[Data listing]

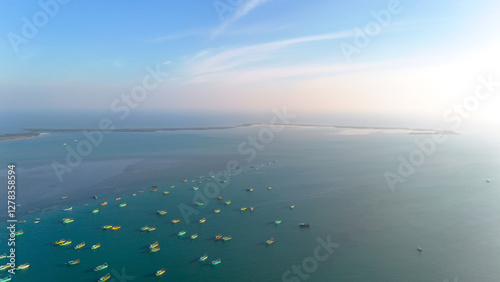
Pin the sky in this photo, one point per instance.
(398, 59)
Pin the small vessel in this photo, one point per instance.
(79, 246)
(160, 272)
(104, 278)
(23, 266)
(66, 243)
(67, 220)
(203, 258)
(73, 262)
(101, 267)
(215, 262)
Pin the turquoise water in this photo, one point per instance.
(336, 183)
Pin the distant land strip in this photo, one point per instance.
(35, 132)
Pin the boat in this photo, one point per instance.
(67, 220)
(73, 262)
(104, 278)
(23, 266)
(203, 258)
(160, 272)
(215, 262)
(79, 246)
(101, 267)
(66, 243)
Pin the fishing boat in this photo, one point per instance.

[/Data listing]
[Data listing]

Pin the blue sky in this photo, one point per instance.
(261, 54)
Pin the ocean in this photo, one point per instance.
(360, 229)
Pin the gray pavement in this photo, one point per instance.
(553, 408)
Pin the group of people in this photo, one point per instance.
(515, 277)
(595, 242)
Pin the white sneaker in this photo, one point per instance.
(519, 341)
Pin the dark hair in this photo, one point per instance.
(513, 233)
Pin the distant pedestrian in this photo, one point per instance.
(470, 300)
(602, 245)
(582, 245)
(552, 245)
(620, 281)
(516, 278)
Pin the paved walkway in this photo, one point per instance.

[/Data listing]

# [Problem requirements]
What you give back must be the stretch above, starting at the line with "Pin the sky" and ending at the line with "Pin the fishing", copied exactly.

# [Solution for this problem]
Pin the sky in this photo, one point per instance.
(398, 59)
Pin the small vessel in this photo, one point per instance.
(79, 246)
(160, 272)
(104, 278)
(23, 266)
(66, 243)
(67, 220)
(203, 258)
(73, 262)
(101, 267)
(215, 262)
Pin the turquoise water in this photo, one point per instance.
(336, 183)
Pin the distant land strip in this photo, one point per instance.
(35, 132)
Pin the boat in this photo, one point per instance.
(67, 220)
(73, 262)
(104, 278)
(23, 266)
(203, 258)
(160, 272)
(215, 262)
(79, 246)
(101, 267)
(66, 243)
Pin the fishing boat in this photo, one point per instance.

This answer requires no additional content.